AIM OF THE TASK:
Copy each of the following items exactly, line by line.

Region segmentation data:
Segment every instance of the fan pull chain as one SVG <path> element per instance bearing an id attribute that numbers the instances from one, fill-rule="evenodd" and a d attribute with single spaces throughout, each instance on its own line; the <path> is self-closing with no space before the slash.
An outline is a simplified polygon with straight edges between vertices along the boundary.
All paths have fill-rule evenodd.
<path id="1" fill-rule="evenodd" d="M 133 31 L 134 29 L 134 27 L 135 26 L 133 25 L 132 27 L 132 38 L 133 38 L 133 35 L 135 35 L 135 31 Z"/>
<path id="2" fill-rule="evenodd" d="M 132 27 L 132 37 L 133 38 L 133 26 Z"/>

FINAL RESULT:
Segment every instance of the fan pull chain as one SVG <path> element per instance bearing an id attribute that numbers the instances from one, fill-rule="evenodd" and a d attribute with single spaces throughout, each instance on its own line; the <path> is self-closing with no space before the slash.
An outline is a simplified polygon with straight edges between vertices along the boundary.
All paths have fill-rule evenodd.
<path id="1" fill-rule="evenodd" d="M 133 31 L 134 29 L 134 27 L 135 26 L 133 25 L 132 27 L 132 38 L 133 38 L 133 35 L 135 35 L 135 31 Z"/>
<path id="2" fill-rule="evenodd" d="M 132 27 L 132 37 L 133 38 L 133 26 Z"/>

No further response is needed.